Die Aufgabe – Gib die Zeilen der folgenden Datensätze unverändert wieder, beginnend mit der Zeile, die „Annotate the tree in“ enthält, bis einschließlich der letzten Zeile der Datensätze.

[Datensätze zur Positionsbestimmung]
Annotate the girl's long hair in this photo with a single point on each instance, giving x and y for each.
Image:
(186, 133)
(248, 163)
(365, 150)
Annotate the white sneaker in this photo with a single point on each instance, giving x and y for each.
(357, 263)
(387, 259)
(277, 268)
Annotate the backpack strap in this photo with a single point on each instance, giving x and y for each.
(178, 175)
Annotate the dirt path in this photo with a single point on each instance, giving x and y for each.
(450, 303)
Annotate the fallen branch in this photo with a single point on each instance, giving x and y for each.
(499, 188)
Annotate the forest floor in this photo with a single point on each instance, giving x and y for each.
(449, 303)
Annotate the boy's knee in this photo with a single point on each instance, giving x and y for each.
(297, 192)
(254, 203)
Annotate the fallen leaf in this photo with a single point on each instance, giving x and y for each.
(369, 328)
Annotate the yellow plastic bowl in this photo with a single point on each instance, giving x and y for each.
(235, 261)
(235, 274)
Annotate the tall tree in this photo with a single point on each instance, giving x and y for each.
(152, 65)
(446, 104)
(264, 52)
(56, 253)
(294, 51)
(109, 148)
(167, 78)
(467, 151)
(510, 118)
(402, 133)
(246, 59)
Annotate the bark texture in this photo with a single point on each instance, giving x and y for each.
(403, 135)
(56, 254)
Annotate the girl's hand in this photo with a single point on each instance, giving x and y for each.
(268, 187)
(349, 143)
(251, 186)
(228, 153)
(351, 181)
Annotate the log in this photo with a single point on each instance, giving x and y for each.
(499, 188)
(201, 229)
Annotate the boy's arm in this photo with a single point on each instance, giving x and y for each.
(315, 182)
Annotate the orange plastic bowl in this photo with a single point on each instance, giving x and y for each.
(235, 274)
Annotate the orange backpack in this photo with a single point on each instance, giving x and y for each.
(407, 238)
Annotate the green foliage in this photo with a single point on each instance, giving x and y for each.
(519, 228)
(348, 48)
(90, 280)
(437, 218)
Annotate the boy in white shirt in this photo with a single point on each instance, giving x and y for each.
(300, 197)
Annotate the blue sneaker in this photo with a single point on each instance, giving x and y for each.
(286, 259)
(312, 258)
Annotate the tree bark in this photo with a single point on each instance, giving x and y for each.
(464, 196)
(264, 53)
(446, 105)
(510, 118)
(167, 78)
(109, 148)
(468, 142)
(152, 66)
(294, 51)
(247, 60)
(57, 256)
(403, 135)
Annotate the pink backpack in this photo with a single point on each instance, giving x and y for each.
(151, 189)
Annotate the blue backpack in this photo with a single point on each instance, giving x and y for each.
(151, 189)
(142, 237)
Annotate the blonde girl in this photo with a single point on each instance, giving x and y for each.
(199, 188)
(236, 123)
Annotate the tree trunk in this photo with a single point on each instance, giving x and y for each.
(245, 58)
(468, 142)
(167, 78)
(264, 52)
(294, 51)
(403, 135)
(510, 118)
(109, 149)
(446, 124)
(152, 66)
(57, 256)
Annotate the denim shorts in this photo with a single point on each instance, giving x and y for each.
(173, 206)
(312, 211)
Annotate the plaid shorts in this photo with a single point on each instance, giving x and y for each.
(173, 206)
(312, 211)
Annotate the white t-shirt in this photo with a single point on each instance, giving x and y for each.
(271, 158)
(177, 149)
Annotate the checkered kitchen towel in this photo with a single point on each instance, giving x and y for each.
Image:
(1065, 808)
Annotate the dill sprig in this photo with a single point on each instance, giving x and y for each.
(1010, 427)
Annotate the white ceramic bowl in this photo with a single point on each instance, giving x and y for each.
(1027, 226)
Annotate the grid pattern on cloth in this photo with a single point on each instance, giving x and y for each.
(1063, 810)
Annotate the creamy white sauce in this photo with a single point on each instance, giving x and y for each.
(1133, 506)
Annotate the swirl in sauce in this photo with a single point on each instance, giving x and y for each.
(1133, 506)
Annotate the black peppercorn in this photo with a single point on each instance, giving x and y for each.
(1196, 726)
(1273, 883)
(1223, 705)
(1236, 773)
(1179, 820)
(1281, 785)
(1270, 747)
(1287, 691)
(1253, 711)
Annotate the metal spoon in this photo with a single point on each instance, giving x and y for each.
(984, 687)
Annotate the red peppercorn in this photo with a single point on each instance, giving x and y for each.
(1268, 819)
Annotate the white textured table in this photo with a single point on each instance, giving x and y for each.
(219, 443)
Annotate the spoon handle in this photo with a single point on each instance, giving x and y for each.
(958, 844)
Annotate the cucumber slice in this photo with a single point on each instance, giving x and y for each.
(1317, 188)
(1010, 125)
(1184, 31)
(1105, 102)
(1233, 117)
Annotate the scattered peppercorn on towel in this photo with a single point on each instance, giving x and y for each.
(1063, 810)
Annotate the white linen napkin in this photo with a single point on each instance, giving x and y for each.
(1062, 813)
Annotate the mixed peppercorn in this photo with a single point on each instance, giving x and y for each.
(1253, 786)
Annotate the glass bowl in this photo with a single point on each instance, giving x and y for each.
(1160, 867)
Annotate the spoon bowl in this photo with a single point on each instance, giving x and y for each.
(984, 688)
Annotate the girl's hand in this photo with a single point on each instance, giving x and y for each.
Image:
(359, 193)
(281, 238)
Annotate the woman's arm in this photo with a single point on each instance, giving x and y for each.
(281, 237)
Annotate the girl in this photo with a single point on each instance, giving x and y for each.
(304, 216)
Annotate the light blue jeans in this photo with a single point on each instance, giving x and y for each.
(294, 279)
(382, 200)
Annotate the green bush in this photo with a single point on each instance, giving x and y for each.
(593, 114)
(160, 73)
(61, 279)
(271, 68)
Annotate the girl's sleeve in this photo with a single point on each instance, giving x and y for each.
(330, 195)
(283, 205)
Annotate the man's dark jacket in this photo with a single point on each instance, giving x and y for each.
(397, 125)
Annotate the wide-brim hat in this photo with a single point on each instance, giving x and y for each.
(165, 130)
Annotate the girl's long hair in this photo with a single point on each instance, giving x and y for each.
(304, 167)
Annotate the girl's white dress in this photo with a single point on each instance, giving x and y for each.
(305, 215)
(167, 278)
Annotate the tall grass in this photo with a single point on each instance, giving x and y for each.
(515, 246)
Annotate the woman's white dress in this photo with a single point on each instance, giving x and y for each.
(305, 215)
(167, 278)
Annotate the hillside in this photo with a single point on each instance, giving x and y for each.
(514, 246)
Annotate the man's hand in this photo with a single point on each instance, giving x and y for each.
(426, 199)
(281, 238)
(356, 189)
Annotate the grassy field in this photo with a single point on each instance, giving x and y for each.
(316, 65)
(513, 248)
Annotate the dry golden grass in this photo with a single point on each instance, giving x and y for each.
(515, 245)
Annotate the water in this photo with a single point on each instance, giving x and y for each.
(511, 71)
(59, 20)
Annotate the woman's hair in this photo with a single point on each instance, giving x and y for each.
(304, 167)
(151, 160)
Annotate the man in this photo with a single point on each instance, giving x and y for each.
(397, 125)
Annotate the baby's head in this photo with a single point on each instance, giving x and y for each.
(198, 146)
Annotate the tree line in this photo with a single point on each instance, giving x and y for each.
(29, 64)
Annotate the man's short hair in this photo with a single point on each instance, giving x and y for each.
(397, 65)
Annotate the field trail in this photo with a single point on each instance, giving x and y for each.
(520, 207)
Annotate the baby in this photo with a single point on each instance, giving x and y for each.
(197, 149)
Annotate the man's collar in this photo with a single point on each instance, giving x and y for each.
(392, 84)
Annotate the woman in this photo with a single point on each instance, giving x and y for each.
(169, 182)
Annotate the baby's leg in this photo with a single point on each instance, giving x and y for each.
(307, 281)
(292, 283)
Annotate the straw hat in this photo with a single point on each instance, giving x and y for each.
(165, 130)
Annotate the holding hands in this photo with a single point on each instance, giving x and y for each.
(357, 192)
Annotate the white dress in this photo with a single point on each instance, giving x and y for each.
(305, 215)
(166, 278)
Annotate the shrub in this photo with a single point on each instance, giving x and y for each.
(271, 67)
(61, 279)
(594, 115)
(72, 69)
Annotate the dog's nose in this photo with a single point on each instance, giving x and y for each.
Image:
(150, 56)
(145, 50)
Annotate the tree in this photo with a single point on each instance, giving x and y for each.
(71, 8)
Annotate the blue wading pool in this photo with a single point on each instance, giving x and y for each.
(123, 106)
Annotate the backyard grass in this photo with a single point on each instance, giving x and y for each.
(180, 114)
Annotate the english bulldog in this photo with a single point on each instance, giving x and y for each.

Schriftliche Antwort –
Annotate the tree in this photo with a single point on each instance, giving x and y for each.
(71, 8)
Annotate the blue wading pool in this photo with a single point on each instance, giving x and y for each.
(123, 106)
Annotate the backyard grass in this photo with a single point on each instance, giving x and y for each.
(180, 114)
Annotate the english bulldog in this photo with a single point on each instance, giving x and y for each.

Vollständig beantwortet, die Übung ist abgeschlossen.